Each entry should be quoted word for word, including every mark of punctuation.

>> begin

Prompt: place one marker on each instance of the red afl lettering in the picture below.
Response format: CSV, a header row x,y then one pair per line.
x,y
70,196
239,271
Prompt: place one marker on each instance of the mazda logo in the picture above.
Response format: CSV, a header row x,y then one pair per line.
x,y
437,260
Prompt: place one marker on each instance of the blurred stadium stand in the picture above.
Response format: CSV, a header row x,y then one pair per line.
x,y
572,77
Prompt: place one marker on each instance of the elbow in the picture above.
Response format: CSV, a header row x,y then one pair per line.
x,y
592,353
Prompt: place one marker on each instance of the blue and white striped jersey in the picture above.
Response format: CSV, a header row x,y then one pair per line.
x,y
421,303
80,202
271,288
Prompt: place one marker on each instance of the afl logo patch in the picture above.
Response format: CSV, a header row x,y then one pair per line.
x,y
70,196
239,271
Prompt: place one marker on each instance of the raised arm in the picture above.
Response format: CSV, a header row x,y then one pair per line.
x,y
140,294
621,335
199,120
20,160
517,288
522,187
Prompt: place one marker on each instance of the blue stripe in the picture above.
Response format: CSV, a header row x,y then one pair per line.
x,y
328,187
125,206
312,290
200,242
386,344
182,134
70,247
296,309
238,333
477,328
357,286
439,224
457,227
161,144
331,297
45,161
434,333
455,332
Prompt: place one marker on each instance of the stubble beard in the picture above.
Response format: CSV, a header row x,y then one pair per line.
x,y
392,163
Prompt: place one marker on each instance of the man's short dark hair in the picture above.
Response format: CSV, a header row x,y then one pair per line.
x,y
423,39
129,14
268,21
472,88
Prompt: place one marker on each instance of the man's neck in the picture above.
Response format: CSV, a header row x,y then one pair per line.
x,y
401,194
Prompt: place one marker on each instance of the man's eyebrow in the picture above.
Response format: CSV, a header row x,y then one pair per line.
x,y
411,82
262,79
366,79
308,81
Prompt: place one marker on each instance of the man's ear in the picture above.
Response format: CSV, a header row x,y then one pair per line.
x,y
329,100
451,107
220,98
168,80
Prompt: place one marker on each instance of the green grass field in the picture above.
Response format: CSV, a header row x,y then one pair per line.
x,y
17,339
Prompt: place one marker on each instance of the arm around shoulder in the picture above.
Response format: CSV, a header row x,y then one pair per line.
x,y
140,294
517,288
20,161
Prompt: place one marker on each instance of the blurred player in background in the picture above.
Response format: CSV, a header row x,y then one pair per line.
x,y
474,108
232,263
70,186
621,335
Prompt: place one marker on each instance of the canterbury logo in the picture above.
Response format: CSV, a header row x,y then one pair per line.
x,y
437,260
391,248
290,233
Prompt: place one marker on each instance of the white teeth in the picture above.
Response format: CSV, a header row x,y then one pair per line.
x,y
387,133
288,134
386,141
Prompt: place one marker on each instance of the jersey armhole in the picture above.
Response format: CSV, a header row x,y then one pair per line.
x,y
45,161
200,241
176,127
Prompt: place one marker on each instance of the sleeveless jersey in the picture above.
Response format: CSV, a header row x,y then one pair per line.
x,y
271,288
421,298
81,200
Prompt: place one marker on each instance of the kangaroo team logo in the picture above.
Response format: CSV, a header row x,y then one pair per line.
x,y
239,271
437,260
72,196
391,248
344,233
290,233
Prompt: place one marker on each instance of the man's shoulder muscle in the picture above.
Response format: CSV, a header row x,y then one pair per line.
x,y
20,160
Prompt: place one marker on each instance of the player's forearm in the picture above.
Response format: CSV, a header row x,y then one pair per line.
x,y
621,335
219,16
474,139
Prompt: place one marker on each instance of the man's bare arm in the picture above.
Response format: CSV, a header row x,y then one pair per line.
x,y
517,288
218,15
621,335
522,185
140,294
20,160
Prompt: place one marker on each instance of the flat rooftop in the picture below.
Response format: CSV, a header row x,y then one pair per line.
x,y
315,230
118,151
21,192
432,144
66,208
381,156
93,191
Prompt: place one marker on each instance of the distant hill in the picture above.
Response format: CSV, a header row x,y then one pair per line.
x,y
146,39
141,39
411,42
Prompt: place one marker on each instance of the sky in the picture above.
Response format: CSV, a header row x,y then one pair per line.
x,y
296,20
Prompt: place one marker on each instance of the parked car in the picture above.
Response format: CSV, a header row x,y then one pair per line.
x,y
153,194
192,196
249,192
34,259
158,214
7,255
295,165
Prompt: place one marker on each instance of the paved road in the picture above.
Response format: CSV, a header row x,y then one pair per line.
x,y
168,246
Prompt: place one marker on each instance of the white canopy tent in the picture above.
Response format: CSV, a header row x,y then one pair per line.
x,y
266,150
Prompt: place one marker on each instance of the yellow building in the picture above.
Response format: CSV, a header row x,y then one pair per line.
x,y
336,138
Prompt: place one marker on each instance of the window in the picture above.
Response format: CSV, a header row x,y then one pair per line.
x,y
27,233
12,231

>> end

__Full answer__
Prompt: place one marker on each instance of the red afl lettering in the picture below.
Response format: CSV, a header row x,y then one pair per line.
x,y
70,196
239,271
Prompt: place one marker on each instance of the mazda logo in the picture above.
Response format: CSV, a header row x,y then one pair per line.
x,y
437,260
Prompt: place one marker on each instance of the blurred stadium stand in the picture above.
Response format: CSV, a header row x,y then one pair per line.
x,y
572,77
Prompt: place one marker on each instance of the elbow in the picture above.
Response format: CSV, a header row x,y then one pair per line.
x,y
592,353
Prompt: place one marker on each instance of the blue and white striped jersey in the picture above.
Response format: CSV, a header row x,y then one pair per line.
x,y
421,303
80,202
271,288
Prompt: place one marker on each instance of the afl logo patch in the picture above.
Response format: CSV, a header row x,y then one pair per line.
x,y
70,196
239,271
Prompt: place one marker on each instance of the raised arm in the picture above.
Response format: CSV, a header row x,y then one pair per line.
x,y
140,294
621,335
199,120
20,160
517,288
522,187
Prompt: place one marker on each instance of the blue stripe in the picture above.
Response format: CSV, a header row x,y then one pair per line.
x,y
328,187
125,206
312,290
200,242
386,344
182,134
70,247
296,309
238,333
477,328
357,286
439,224
457,227
161,144
331,297
45,161
434,333
455,332
Prompt: place one marker on each instance of the stubble beard in the picture above.
Response format: CSV, a header row x,y then one pair per line.
x,y
392,163
Prompt: place one marker on each instance of the man's short dark hair in the picture above.
Response format: CSV, a header row x,y then one pair per line.
x,y
423,39
129,14
268,21
472,88
Prompt: place one marker on each instance of the man's neck in the picture above.
Response format: CSV, a header row x,y then one pair per line.
x,y
401,194
Prompt: place one marker on each instance of the man's eyebrow in the picture above.
Response format: CSV, a header row x,y then one pair per line.
x,y
411,82
262,79
366,79
308,81
Prompt: place one marker on each instance of the man's ear in the picture above.
Response format: CSV, a header row x,y then one pair per line.
x,y
329,100
451,107
220,98
168,80
Prompt: place one marker on each instance of the green grass field in the picture above.
Response format: CSV, a header row x,y then one pair per line.
x,y
17,339
Prompt: place one marker on each instance of the arm around shoulder in the picture above.
Response format: CSV, a header row x,y then one pair per line.
x,y
140,294
517,288
20,161
Prompt: place one marker on each instance of the blurred player in background in the picture above.
Response format: CSV, a header row x,y then one pair per line.
x,y
474,108
232,263
70,186
621,335
Prompt: place one marker on each instance of the canterbury logo in the picture above.
Response format: CSV, a header row x,y then one pair per line.
x,y
437,260
391,248
290,233
Prompt: place one marker on each instance of the white teeth in the picture above.
Response format: CSV, a header row x,y then one pair per line.
x,y
387,133
288,134
386,141
Prompt: place one marker on each instance of the jersey armhole in the picture above.
Response format: CSV, a header row x,y then one pair per line.
x,y
45,161
200,241
176,127
Prompt: place one marker on each instance of the sleeveless jersey in the picture above.
Response format: CSV, a header row x,y then one pair per line.
x,y
271,288
421,298
81,200
Prompt: place one marker on each instance of the kangaroo team logo in the picture above.
Response format: CSV, a header row x,y then one pair per line.
x,y
239,271
437,260
72,196
391,248
344,233
290,233
Prompt: place one marker on each instance of the man's shoulder muscle in the picture above.
Response format: CSV, a header row x,y then one pair per line.
x,y
20,160
Prompt: place one marker on each instance of the player's forearm in the picture above.
Response format: CSV, a header row x,y then one pair per line.
x,y
621,335
219,16
474,139
Prompt: place one marker on each instance of the man's bare arm in the picture above.
Response format: CSV, a header row x,y then one pair per line.
x,y
517,288
218,15
621,335
522,185
140,294
20,160
Prompt: place one marker on each instance of the flat rooftop in the picture below.
Response format: CSV, a header row x,y then one pair per line.
x,y
315,230
118,151
21,192
432,144
66,208
381,156
93,191
Prompt: place one marker on each instance of the distant hill in the picture above.
Response format: CSV, a header row x,y then one pair per line.
x,y
146,39
141,39
411,42
Prompt: place one marker on each instance of the sky in the picture above.
Response format: CSV, a header row x,y then one pair per line.
x,y
296,20
Prompt: place one marker on each instance of the parked car in the picture above.
Response format: CSV, a header row x,y then one pair per line.
x,y
153,194
192,196
249,192
34,259
158,214
7,255
295,165
Prompt: place one marker on each instance of the paved road in the picture above.
Response format: CSV, a header row x,y then one pair per line.
x,y
168,246
Prompt: place one marker on each instance of the white canopy tent in the picture above.
Response format: CSV, a header row x,y then one pair per line.
x,y
266,150
Prompt: place one marker on each instance of the yellow building in the picture above.
Response format: CSV, a header row x,y then one pair per line.
x,y
336,138
Prompt: place one marker on each instance of the window in the picture above.
Response format: CSV, a header row x,y then one pair per line.
x,y
27,233
12,231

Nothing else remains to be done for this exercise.